__WHAT YOU SHOULD DO__
Reproduce verbatim the section of the court judgment header below starting at "Patten v Burke" and ending at "evidence and authorities).".

__SOURCE TEXT__

◇ ◇ ◇ ◇

Claybek Investments Pty Ltd as trustee of the Clayton and Rebekah Black Superannuation v Armstrong Way Investments (WA) Pty Ltd [No 2]

Case

[2025] WASC 184

19 MAY 2025


JURISDICTION     :   SUPREME COURT OF WESTERN AUSTRALIA

IN CHAMBERS

CITATION:   CLAYBEK INVESTMENTS PTY LTD as trustee of the CLAYTON AND REBEKAH BLACK SUPERANNUATION -v- ARMSTRONG WAY INVESTMENTS (WA) PTY LTD [No 2] [2025] WASC 184

CORAM:   GETHING J

HEARD:   5 MAY 2025

DELIVERED          :   19 MAY 2025

FILE NO/S:   CIV 1067 of 2025

BETWEEN:   CLAYBEK INVESTMENTS PTY LTD as trustee of the CLAYTON AND REBEKAH BLACK SUPERANNUATION

Plaintiff

AND

ARMSTRONG WAY INVESTMENTS (WA) PTY LTD

Defendant


Catchwords:

Practice and procedure - Application by plaintiff for summary judgment - Loan secured by equitable charge - Whether plaintiff is able to enforce the equitable charge by an order for sale of the charged property

Legislation:

Rules of the Supreme Court 1971 (WA) O 14

Result:

Summary judgment given
Order for the sale of property subject to an equitable charge

Representation:

Counsel:

Plaintiff : Mr J C Yeldon
Defendant : No appearance

Solicitors:

Plaintiff : Appius Lawyers
Defendant : Not yet served

Case(s) referred to in decision(s):

Bunnings Group Limited v Hanson Construction Materials Pty Ltd [2017] WASC 132

Charge Card Services Ltd, Re [1987] Ch 150

Claybek Investments Pty Ltd v Armstrong Way Investments (WA) Pty Ltd [2025] WASC 29

Field Camp Services Pty Ltd v Site Accommodation Pty Ltd [No 2] [2012] WASCA 27

Hart v Milne [2024] WASC 229

Hewett v Court (1983) 149 CLR 639

Kounis v Westpac Banking Corporation [2023] WASCA 185

Mattingly v Cosh [2025] WASC 70

Naaman v Jaken Properties Australia Pty Ltd Limited [2025] HCA 1

National Provincial and Union Bank of England v Charnley [1924] 1KB 431

Patten v Burke Publishing Co Ltd [1991] 2 All ER 821

Southern Wine Corporation Pty Ltd (in liq) v Frankland River Olive Co Ltd [2005] WASCA 236

Trevy Jay Assets Pty Ltd v Armstrong Way Investments (WA) Pty Ltd [2025] WASC 37

GETHING J:

(This judgment was delivered extemporaneously on 5 May 2025 and has been edited to correct grammar and infelicities of language and to include full references to relevant evidence and authorities).

◇ ◇ ◇ ◇

__SUPPLIED ENTRIES__
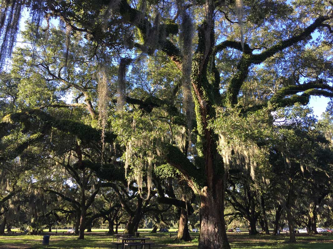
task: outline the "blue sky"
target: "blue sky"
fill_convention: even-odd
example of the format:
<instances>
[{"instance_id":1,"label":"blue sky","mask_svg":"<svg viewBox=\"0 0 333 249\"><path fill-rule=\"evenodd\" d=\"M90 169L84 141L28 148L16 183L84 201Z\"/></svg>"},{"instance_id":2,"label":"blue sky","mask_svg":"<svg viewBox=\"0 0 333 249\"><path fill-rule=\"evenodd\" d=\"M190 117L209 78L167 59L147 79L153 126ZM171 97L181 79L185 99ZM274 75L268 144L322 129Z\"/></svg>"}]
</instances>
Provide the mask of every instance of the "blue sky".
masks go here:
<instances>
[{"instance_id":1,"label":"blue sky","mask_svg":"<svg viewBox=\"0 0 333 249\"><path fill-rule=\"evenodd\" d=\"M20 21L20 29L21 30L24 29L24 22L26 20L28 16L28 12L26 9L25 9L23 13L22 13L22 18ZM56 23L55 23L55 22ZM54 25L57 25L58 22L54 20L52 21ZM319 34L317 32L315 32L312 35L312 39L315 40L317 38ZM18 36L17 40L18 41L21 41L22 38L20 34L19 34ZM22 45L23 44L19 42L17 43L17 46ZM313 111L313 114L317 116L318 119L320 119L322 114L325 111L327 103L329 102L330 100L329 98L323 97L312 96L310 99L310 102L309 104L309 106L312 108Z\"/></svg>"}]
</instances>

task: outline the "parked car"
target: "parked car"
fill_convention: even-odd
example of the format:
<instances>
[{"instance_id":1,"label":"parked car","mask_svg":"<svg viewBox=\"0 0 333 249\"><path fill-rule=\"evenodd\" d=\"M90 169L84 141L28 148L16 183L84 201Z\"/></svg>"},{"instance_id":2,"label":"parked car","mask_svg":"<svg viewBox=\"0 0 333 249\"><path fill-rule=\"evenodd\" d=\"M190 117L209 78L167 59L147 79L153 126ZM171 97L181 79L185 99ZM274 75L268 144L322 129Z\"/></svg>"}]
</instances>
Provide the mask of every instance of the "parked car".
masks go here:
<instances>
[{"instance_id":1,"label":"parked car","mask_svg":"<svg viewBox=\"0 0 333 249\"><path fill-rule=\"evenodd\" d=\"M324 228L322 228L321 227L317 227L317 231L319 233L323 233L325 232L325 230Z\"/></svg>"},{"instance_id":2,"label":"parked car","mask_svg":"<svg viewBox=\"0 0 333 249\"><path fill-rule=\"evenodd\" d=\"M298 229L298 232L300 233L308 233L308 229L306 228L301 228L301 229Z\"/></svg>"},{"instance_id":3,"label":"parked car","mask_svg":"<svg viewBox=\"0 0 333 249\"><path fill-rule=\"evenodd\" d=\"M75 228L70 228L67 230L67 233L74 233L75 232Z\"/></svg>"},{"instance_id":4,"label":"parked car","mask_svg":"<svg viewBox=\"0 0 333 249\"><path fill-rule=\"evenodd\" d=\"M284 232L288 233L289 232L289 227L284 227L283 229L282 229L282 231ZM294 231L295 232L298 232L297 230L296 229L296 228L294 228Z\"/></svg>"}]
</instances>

◇ ◇ ◇ ◇

__OUTPUT FOR THIS EXERCISE__
Patten v Burke Publishing Co Ltd [1991] 2 All ER 821

Southern Wine Corporation Pty Ltd (in liq) v Frankland River Olive Co Ltd [2005] WASCA 236

Trevy Jay Assets Pty Ltd v Armstrong Way Investments (WA) Pty Ltd [2025] WASC 37

GETHING J:

(This judgment was delivered extemporaneously on 5 May 2025 and has been edited to correct grammar and infelicities of language and to include full references to relevant evidence and authorities).